元データ:
********

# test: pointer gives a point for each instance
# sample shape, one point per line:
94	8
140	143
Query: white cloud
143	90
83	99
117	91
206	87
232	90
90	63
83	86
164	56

********

上記のリストの全行を、一字一句違えずに書き写してください。

# test: pointer gives a point for each instance
# sample shape, one point per line:
94	8
140	143
Query: white cloud
143	90
83	99
117	91
206	87
232	90
90	63
83	86
164	56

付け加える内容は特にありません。